_What is expected:_ Copy out the lines of the records below, and only those lines, from the one with "Reviewer note: every instance of the pointing" through the one with "[[278, 81]]", exactly as they appear.

_Record set:_
********************

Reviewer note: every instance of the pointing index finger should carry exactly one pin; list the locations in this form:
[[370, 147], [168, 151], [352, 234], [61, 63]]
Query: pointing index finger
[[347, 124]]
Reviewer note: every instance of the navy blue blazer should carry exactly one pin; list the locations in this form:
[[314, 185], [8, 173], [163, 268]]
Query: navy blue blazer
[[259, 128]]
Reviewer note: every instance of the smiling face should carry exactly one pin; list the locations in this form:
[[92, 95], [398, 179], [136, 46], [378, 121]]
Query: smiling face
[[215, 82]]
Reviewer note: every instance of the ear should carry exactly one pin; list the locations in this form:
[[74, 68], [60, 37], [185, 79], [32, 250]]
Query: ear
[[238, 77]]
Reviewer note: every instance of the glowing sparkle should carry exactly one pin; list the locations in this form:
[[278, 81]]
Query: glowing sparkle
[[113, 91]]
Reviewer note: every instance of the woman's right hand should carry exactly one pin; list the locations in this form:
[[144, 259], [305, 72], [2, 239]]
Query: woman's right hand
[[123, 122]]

********************

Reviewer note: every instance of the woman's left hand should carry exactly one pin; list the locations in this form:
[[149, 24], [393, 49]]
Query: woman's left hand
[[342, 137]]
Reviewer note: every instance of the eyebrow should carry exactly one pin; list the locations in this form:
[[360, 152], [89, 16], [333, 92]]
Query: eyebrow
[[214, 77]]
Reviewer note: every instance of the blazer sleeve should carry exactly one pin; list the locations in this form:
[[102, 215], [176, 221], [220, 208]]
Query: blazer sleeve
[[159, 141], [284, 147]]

********************

_Exercise answer:_
Reviewer note: every instance of the pointing index finger should carry exactly one pin; list the locations in this form:
[[370, 147], [168, 151], [352, 234], [61, 63]]
Query: pointing index finger
[[347, 124]]
Reviewer note: every instance of the navy blue blazer should carry exactly one pin; list the locations in this form:
[[314, 185], [8, 173], [163, 268]]
Query: navy blue blazer
[[259, 128]]
Reviewer note: every instance of the smiling face should carry exactly one pin; list the locations in this form:
[[92, 95], [398, 179], [136, 46], [378, 121]]
Query: smiling face
[[215, 82]]
Reviewer note: every instance of the ear should carry exactly one pin; list the locations in this form:
[[74, 68], [60, 37], [185, 79], [32, 250]]
Query: ear
[[238, 77]]
Reviewer note: every instance of the glowing sparkle should carry exactly one pin; list the locations in this form:
[[278, 81]]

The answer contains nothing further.